> _What is required_
Render the records from the line containing "Point to the door." through the line containing "Point to the church", both included, as a Markdown table with the columns No. and Line, one numbered row per line, skipping blank lines.

---- Input for this task

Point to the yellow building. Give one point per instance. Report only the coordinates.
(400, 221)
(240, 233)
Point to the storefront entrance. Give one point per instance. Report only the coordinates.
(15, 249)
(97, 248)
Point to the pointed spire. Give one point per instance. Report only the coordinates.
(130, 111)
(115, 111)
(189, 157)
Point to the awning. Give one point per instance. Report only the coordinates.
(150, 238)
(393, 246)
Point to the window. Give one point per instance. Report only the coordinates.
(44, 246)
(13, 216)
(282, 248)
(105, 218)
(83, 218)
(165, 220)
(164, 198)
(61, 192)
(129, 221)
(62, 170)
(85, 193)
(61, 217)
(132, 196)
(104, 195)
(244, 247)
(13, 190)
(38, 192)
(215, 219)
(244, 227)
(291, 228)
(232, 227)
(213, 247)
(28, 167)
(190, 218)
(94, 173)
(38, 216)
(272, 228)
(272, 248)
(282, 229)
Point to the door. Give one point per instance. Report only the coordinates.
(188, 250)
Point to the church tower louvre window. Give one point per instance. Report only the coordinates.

--------
---- Input for this task

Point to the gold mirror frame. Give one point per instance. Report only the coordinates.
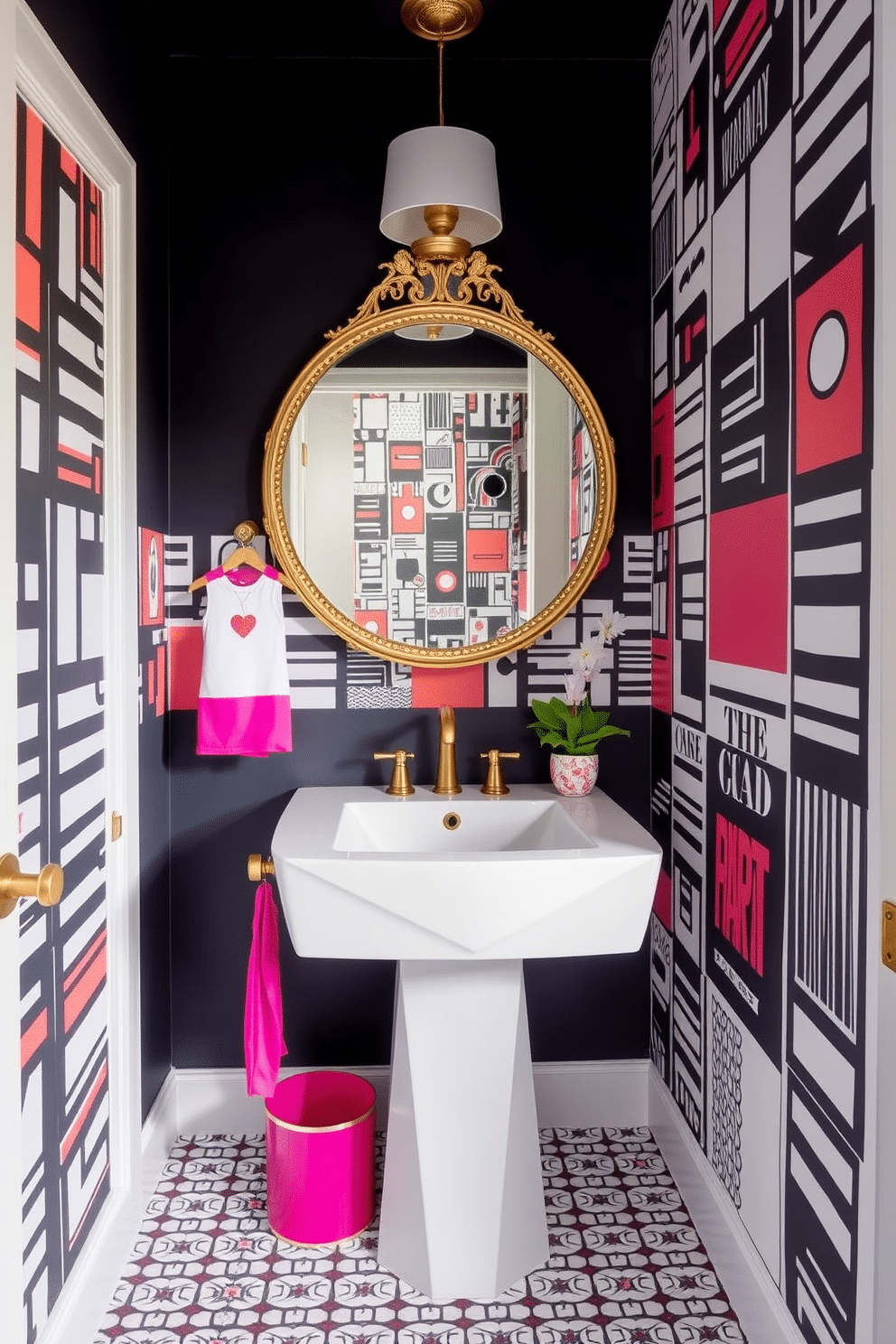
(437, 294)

--------

> _Right answer_
| No. | Line |
|---|---|
| 1 | Point to the door. Give one point per instance. Report only the coordinates. |
| 2 | (188, 250) |
| 3 | Point to the church tower louvre window. Give one point per instance. Report only the coordinates. |